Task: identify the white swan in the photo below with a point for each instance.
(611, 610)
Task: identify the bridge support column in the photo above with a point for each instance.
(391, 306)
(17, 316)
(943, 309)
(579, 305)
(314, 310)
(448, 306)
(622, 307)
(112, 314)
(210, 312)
--------
WHAT YOU NEED TO DO: Reproduce all the entries above, switching every "identify" to "mark" and leaving everything else unchanged.

THE REPLY:
Task: mark the white swan in the photo below with a point for each instance.
(611, 610)
Task: mark the bridge support column in the photo above with a point for each instance.
(391, 306)
(17, 316)
(943, 309)
(579, 305)
(314, 310)
(448, 306)
(622, 307)
(112, 314)
(210, 312)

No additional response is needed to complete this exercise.